— BEGIN Text block —

Sunday, April 12, 2009

 

Easter Sunday Reflection: Miracles

It has been a wonderful and whole Easter so far. I love this holiday, and the rhythm that exists between Palm Sunday, Maundy Thursday, Good Friday, and Easter. It is an emotional roller coaster.

Easter celebrates rebirth. The resurrection of Christ, certainly, but also the hope each of us have for rebirth because of Christ, should we choose that. Spring of the soul is possible.

One part of Easter, though, has never resounded with me. It is that part of the story that is used as a proof of Christ's divinity-- that his resurrection tells us he really was the Messiah. It is the ultimate miracle. My problem is that it seems like a faith which rests on such a specific miracle is vulnerable, tall and thin. What if that single miracle is challenged?

— END Text block —
— BEGIN Data for processing —

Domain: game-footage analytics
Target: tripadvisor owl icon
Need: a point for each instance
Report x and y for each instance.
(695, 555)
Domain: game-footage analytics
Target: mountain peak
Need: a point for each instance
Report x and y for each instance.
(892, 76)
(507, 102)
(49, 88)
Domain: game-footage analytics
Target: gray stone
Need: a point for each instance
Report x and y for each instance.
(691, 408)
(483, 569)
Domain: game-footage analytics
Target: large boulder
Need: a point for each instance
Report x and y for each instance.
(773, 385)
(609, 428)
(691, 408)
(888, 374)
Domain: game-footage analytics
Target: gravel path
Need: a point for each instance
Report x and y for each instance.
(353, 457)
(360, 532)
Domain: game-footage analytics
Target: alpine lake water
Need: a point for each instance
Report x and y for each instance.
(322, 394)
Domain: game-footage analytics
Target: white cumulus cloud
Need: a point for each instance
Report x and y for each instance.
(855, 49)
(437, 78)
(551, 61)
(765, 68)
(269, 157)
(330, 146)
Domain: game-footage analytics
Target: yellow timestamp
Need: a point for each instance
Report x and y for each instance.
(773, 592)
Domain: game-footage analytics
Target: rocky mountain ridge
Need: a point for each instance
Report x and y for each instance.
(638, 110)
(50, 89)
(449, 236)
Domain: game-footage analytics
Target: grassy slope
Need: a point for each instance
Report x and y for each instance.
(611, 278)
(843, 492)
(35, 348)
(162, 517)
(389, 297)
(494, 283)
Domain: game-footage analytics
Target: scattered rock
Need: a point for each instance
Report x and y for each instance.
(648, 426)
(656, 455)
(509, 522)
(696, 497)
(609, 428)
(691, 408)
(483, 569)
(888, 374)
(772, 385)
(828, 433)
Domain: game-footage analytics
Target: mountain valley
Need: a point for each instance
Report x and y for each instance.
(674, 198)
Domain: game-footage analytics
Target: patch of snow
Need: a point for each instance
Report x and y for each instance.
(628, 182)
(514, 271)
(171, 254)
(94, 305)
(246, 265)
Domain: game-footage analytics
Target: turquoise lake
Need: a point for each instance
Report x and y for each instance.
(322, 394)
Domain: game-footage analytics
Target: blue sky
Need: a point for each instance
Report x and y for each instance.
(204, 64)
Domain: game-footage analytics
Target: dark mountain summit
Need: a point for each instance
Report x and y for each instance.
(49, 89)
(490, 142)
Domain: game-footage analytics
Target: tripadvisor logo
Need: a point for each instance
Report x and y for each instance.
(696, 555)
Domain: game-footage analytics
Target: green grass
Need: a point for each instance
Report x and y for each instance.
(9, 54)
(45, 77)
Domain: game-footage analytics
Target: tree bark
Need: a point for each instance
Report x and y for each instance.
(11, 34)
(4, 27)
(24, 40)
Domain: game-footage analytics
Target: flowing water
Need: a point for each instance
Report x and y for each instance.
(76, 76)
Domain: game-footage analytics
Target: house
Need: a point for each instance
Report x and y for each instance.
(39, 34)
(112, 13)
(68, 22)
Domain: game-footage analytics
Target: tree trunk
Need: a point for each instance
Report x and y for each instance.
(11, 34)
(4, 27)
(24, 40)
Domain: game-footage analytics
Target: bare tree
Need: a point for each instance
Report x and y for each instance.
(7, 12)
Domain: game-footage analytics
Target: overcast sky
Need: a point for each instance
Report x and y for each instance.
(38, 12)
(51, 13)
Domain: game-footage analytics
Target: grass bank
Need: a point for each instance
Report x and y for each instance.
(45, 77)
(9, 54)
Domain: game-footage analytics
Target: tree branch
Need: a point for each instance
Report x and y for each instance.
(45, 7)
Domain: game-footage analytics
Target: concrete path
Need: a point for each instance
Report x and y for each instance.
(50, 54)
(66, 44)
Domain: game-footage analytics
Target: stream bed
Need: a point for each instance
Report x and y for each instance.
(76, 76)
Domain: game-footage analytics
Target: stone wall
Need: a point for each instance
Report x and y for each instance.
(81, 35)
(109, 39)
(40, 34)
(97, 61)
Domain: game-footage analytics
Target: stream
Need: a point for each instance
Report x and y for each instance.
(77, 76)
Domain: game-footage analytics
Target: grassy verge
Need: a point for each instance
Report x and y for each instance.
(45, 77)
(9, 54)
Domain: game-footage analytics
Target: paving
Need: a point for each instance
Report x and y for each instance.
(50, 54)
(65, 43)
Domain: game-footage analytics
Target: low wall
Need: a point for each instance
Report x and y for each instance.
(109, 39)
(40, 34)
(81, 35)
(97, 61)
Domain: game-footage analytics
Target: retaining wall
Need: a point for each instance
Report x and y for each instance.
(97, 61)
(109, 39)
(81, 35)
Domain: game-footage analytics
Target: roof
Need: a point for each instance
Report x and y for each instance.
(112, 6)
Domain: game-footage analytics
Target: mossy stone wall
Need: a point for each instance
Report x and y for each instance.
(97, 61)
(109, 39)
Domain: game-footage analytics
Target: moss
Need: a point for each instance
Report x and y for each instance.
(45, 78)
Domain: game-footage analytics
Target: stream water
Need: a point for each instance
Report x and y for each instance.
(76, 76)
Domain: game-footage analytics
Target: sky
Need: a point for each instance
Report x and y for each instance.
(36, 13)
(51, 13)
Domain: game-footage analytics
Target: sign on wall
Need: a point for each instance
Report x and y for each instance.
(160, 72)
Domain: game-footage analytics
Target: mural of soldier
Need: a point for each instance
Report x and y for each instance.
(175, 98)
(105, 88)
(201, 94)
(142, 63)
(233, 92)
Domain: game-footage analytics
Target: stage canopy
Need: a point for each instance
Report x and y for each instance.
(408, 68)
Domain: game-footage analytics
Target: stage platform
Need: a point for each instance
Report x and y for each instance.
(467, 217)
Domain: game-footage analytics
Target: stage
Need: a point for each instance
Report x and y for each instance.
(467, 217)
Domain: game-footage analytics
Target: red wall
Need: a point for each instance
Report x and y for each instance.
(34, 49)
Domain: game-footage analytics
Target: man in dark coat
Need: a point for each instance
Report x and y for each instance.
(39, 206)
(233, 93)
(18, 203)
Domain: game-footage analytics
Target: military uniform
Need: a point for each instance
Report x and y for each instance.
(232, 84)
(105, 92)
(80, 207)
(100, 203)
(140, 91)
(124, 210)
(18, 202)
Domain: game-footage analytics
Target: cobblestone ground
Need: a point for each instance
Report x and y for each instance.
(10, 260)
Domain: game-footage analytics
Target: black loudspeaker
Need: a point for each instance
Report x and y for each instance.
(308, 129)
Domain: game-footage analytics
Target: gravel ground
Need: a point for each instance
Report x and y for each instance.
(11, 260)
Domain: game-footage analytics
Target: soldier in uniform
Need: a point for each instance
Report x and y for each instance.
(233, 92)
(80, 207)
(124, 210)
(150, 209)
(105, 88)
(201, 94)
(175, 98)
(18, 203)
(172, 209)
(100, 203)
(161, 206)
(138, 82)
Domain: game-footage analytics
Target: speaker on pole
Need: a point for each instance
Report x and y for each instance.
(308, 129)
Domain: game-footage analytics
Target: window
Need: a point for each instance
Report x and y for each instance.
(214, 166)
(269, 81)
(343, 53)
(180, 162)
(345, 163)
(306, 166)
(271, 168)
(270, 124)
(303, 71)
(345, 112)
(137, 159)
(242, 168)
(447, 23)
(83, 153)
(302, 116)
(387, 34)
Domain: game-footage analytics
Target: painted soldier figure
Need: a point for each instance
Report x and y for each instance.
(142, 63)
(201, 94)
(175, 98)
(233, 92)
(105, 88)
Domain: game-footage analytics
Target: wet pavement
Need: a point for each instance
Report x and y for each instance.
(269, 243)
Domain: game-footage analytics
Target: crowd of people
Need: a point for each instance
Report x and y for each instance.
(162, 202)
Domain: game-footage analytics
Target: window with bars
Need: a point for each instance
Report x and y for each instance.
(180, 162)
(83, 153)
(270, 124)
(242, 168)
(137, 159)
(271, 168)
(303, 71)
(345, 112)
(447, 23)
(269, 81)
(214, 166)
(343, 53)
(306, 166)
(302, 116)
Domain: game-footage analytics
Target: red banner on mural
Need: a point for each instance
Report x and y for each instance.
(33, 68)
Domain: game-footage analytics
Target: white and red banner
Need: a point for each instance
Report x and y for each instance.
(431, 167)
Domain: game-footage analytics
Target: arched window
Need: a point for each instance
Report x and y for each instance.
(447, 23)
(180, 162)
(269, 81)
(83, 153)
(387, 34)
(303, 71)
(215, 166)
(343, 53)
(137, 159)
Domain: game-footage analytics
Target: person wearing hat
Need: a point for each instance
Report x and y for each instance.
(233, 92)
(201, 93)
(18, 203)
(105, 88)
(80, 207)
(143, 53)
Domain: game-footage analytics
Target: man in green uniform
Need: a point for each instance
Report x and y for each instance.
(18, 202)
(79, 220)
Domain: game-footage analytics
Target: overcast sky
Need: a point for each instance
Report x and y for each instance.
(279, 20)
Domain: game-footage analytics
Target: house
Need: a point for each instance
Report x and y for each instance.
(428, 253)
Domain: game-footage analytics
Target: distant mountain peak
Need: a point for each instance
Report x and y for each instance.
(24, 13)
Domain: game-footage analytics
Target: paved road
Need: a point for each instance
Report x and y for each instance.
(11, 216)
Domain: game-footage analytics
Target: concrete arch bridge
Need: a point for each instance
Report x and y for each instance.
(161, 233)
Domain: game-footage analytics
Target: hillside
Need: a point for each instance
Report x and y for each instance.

— END Data for processing —

### Directives
**1)** Swap "rebirth" for "renewal" and write out the Easter reflection from "Easter Sunday Reflection: Miracles" up to and including "soul is possible.".
**2)** Report every line of the listing that contains the word "soldier".
The Easter reflection and the listing are unrelated to each other.

### Answers to the tasks
**1)**
Easter Sunday Reflection: Miracles

It has been a wonderful and whole Easter so far. I love this holiday, and the rhythm that exists between Palm Sunday, Maundy Thursday, Good Friday, and Easter. It is an emotional roller coaster.

Easter celebrates renewal. The resurrection of Christ, certainly, but also the hope each of us have for renewal because of Christ, should we choose that. Spring of the soul is possible.

**2)**
Target: mural of soldier
Target: soldier in uniform
Target: painted soldier figure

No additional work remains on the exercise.